# Çıkarılan metin
++++++++++++++++++++

Türkiye’nin Toplumsal Kesimleri 2: CHP’liler

Yazı dizimin ikincisiyle karşınızdayım.

Birinci yazıda Ak Partilileri incelemiştim. Karadeniz ve İç Anadolu’nun orta sınıfı Duran Abi, toplumsal yaşamın Kuran ve sünnete göre dizayn edilmesini ve kurallara uymayanlara yaptırım uygulanmasını hayal eden Sıddık Hoca ve müteahhit Fenasi’den oluşan bir üçlü koalisyondu Ak Parti…

Karşılarındaki en büyük toplumsal kesim/siyasi odak CHP’lilerdir.

Kimdir CHP’liler? 2002’den sonra %25 oy oranını sabitleyen CHP’ye oy verenler midir? “CHP’li” kavramı bazen oy vermeyenleri de ima edebilir. Yani bu yazıda… Normalde elbette sadece oy verenleri ifade eder.

Yalnız CHP kadar çelişkilerle dolu bir parti zor bulunur. Meclisteki bütün partilerle oy geçişkenliği olan tek partidir. AKP de böyledir ama normaldir çünkü 18 senedir iktidar olan bir parti. İktidarla herkes ideolojik olarak yakınlaşmaz. CHP, iktidarda olmamasına rağmen her partiyle ideolojik oy geçişkenliği yaşayan bir partidir. CHP’ye oy verenlerin bir bölümü bir sonraki seçimde HDP’ye de MHP’ye de İP’e de az da olsa AKP’ye de oy verebiliyorlar. Bu konuya döneceğiz.

YAŞAM TARZI SAVAŞI

Türkiye’de olmayan sınıflar savaşından ziyade neydi? Yaşam tarzı savaşı. Batılı gibi mi yaşanacak, Doğulu gibi mi? Olay budur. 1800’lerde ve 1900’lerde İstanbul’da yaşayan veya devletin taşra kurumlarında çalışan ve bu kavgayı veren o; 10, 15 bin erkeği hatırlayalım: Bunların bir bölümü Batılı yaşam tarzını savunuyorlardı. Açıktan içki içmek istiyorlardı. Kadınların toplumsal yaşam içerisinde o kadar da geri planda durmamalarını arzuluyorlardı. Arzuluyorlar mıydı veya artık mızrak çuvala sığmamaya başlamıştı tartışılır. Bu insanlar kavgayı verdiler. Enver Paşa’nın hamisi olduğu gazetede Arapça harfler arasında boşluk kullanarak yazılar bastırdığını biliyor muydunuz? Yani bir arayış vardı.

++++++++++++++++++++

# Veri satırları
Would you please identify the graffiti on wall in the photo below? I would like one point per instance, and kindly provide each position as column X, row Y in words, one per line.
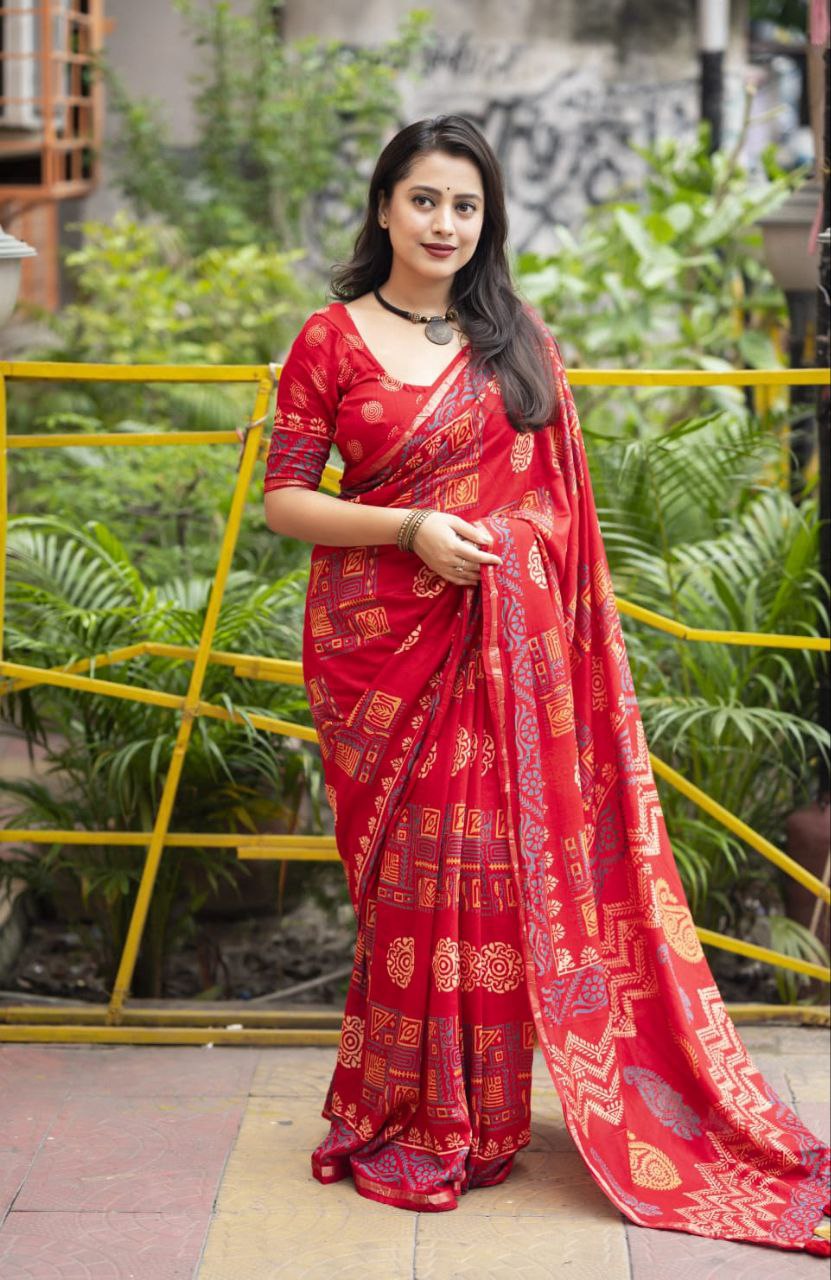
column 564, row 138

++++++++++++++++++++

# Yazılı görevler
• A. CHP'liler yazısına göre AKP'nin meclisteki bütün partilerle oy geçişkenliği olmasının neden normal sayıldığını bir ila üç cümleyle açıklayın.
• B. CHP'liler yazısını kaldığı yerden sürdürün.
Veri satırları başka bir kaynaktan alınmıştır.

# Sıralı sonuçlar
• A. AKP 18 senedir iktidarda olan bir parti olduğu için bu durum normal kabul edilir. Yazıya göre iktidarla herkes ideolojik olarak yakınlaşmaz.

• B.
Atatürk geldi. Elinde büyük bir güç buldu. 1. Dünya Savaşı esnasında genelkurmay başkanı olmak için kulis yapmış olan Atatürk, bunu başarsaydı acaba ülkenin seyri nasıl gidecekti? Atatürk’ün aklında ilk günden itibaren saltanatı iptal edip “demokrasiye” geçmek var mıydı? İstanbul’da önemli göreve gelseydi biraz daha uzlaşmacı bir siyaset izler miydi? Neyse bunlar olmadı ve Atatürk orduyu yanına aldı. TR’de (ve insanlık tarihinin yüzde 99’unda) önemli değişiklikler orduyu yanına alanlar tarafından gerçekleştirilir.

Atatürk’ün aklında Batılı gibi hareket eden bir toplum olması mutlaktı. Çok da kararlı bir kişilikti. Pek etkin olmadığı, ömrünün son iki, üç yılı hariç o, 10 yılda çok önemli adımlar attı. 1950’ye kadar bu adımlar ilk dönemki kadar kararlı olmasa da devam etti.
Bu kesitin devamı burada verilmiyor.